Source data:

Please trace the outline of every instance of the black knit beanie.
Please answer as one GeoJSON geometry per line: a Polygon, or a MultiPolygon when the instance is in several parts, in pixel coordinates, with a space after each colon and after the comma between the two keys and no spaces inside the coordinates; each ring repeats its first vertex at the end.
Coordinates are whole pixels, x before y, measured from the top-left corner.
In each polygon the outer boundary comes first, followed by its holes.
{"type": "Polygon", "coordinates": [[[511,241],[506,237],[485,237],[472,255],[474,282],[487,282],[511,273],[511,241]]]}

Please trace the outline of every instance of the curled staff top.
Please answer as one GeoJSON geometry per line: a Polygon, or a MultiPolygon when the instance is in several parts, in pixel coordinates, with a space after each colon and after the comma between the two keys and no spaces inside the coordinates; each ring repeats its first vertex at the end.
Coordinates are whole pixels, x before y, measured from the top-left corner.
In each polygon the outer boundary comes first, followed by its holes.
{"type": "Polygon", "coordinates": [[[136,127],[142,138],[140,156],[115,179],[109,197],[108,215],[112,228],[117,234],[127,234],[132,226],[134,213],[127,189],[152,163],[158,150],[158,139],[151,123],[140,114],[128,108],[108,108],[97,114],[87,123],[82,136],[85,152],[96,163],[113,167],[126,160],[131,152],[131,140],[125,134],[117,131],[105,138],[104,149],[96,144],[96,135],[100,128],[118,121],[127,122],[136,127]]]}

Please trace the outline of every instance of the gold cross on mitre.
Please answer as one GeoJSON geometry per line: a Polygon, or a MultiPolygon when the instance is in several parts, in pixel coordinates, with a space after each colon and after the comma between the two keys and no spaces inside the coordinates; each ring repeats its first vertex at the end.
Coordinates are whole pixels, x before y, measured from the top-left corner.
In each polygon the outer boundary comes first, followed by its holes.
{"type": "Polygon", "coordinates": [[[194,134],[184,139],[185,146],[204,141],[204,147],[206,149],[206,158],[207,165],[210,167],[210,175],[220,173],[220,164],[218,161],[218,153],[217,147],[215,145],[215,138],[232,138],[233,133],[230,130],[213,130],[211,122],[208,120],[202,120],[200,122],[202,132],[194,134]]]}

Description of the task:
Please put every line of the records above into a Markdown table with two columns, Row and Line. Number the rows in order and leave out blank lines.

Correct response:
| Row | Line |
|---|---|
| 1 | Please trace the outline of every instance of the black knit beanie. |
| 2 | Please answer as one GeoJSON geometry per line: a Polygon, or a MultiPolygon when the instance is in several parts, in pixel coordinates, with a space after each colon and after the comma between the two keys and no spaces inside the coordinates; each ring repeats its first vertex at the end. |
| 3 | Coordinates are whole pixels, x before y, measured from the top-left corner. |
| 4 | In each polygon the outer boundary comes first, followed by its holes. |
| 5 | {"type": "Polygon", "coordinates": [[[511,241],[506,237],[485,237],[472,255],[474,282],[487,282],[511,273],[511,241]]]} |
| 6 | Please trace the outline of every instance of the curled staff top. |
| 7 | Please answer as one GeoJSON geometry per line: a Polygon, or a MultiPolygon when the instance is in several parts, in pixel coordinates, with a space after each colon and after the comma between the two keys and no spaces inside the coordinates; each ring repeats its first vertex at the end. |
| 8 | Coordinates are whole pixels, x before y, measured from the top-left corner. |
| 9 | In each polygon the outer boundary comes first, followed by its holes. |
| 10 | {"type": "Polygon", "coordinates": [[[136,127],[142,138],[140,156],[115,179],[109,197],[108,215],[112,228],[117,234],[127,234],[132,226],[134,213],[127,189],[152,163],[158,150],[158,139],[151,123],[140,114],[128,108],[108,108],[97,114],[87,123],[82,136],[85,152],[96,163],[113,167],[126,160],[131,152],[131,140],[125,134],[117,131],[105,138],[104,149],[96,144],[96,135],[100,128],[118,121],[127,122],[136,127]]]} |
| 11 | Please trace the outline of every instance of the gold cross on mitre. |
| 12 | Please answer as one GeoJSON geometry per line: a Polygon, or a MultiPolygon when the instance is in several parts, in pixel coordinates, with a space after each colon and after the comma between the two keys and no spaces inside the coordinates; each ring repeats its first vertex at the end. |
| 13 | Coordinates are whole pixels, x before y, measured from the top-left corner. |
| 14 | In each polygon the outer boundary comes first, followed by its holes. |
| 15 | {"type": "Polygon", "coordinates": [[[194,134],[184,139],[185,146],[204,141],[204,147],[206,149],[206,158],[207,165],[210,167],[210,175],[220,173],[220,164],[218,161],[218,153],[217,147],[215,145],[215,138],[232,138],[233,133],[230,130],[213,130],[211,122],[208,120],[202,120],[200,122],[202,132],[194,134]]]} |